__What is being asked__
Reproduce every one of the entries below character for character, keeping each line unchanged and in its original order.

Start of Records to use

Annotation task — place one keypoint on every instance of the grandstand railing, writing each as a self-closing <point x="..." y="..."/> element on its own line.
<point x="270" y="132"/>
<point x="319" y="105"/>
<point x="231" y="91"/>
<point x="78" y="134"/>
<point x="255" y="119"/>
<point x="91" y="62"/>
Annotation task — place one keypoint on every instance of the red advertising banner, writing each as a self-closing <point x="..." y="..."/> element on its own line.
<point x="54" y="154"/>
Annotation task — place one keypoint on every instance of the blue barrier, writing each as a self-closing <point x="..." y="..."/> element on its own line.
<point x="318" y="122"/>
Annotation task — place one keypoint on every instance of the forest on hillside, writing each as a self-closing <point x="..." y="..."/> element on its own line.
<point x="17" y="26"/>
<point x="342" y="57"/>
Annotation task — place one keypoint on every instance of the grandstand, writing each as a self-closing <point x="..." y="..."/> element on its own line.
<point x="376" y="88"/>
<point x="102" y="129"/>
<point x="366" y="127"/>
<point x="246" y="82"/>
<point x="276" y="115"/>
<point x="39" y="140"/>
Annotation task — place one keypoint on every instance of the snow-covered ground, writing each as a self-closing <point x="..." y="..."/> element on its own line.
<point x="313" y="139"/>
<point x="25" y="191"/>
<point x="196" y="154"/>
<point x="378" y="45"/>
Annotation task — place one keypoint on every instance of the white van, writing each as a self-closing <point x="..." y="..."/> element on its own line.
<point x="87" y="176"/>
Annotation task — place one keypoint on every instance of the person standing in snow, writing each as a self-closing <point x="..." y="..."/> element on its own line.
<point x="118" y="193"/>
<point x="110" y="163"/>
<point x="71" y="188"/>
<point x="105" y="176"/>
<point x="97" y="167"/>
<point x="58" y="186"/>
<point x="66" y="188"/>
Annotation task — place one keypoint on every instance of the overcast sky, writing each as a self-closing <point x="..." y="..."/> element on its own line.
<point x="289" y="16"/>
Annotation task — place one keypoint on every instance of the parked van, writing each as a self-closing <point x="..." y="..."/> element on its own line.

End of Records to use

__Response to the task__
Annotation task — place one keypoint on every instance of the grandstand railing, writing each as a self-closing <point x="..." y="..."/> element on its own line.
<point x="270" y="132"/>
<point x="319" y="105"/>
<point x="231" y="91"/>
<point x="78" y="134"/>
<point x="255" y="119"/>
<point x="91" y="62"/>
Annotation task — place one keypoint on every instance of the red advertising banner, writing each as a self-closing <point x="..." y="..."/> element on its own line.
<point x="54" y="154"/>
Annotation task — place one keypoint on every instance of the blue barrier, writing each as a self-closing <point x="..." y="..."/> element on its own line.
<point x="318" y="122"/>
Annotation task — place one keypoint on every instance of the forest on hillside, writing each as a self-closing <point x="..." y="..."/> element on its own line.
<point x="17" y="26"/>
<point x="342" y="57"/>
Annotation task — place one keypoint on every instance of the grandstand, writing each as a self-closing <point x="..." y="..."/> element on its own line.
<point x="376" y="88"/>
<point x="102" y="129"/>
<point x="366" y="127"/>
<point x="246" y="82"/>
<point x="276" y="115"/>
<point x="39" y="140"/>
Annotation task — place one keypoint on every instance of the snow-covered ground, writing each as a self-closing <point x="..." y="..."/> element on its own line.
<point x="313" y="139"/>
<point x="25" y="191"/>
<point x="196" y="154"/>
<point x="378" y="45"/>
Annotation task — place one keypoint on every instance of the white van, writing each as a self-closing <point x="..." y="..."/> element on its own line.
<point x="87" y="176"/>
Annotation task — place one keypoint on every instance of the person standing in snow, writing each as a self-closing <point x="..." y="..."/> element on its own line.
<point x="118" y="193"/>
<point x="110" y="163"/>
<point x="71" y="188"/>
<point x="105" y="176"/>
<point x="97" y="167"/>
<point x="58" y="186"/>
<point x="66" y="188"/>
Annotation task — place one keypoint on every instance of the overcast sky, writing each as a self-closing <point x="..." y="..."/> element on its own line.
<point x="289" y="16"/>
Annotation task — place one keypoint on every instance of the parked van, writing each as a self-closing <point x="..." y="..."/> element on its own line.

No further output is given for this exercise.